__EXERCISE PROMPT__:
Copy the listing below line for line, without changing anything.

[Begin SUPPLIED INFORMATION]

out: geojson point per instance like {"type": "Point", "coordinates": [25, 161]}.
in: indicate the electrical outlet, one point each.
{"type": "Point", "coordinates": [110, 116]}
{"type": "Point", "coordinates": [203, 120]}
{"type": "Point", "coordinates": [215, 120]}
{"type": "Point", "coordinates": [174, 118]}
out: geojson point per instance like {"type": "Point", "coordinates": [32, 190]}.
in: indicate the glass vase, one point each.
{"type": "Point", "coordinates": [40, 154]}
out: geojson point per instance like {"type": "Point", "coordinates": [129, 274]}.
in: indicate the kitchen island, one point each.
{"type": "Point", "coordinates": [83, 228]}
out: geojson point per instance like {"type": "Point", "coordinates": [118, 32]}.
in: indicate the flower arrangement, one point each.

[End SUPPLIED INFORMATION]

__WRITTEN SOLUTION__:
out: geojson point per instance like {"type": "Point", "coordinates": [25, 161]}.
in: indicate the electrical outlet, one point each.
{"type": "Point", "coordinates": [110, 116]}
{"type": "Point", "coordinates": [203, 120]}
{"type": "Point", "coordinates": [215, 120]}
{"type": "Point", "coordinates": [174, 118]}
out: geojson point per instance like {"type": "Point", "coordinates": [32, 190]}.
in: indicate the glass vase, one point each.
{"type": "Point", "coordinates": [40, 154]}
out: geojson point per instance like {"type": "Point", "coordinates": [129, 274]}.
in: indicate the kitchen island, one point each.
{"type": "Point", "coordinates": [83, 228]}
out: geojson point per instance like {"type": "Point", "coordinates": [118, 32]}.
in: indicate the flower arrangement, one point each.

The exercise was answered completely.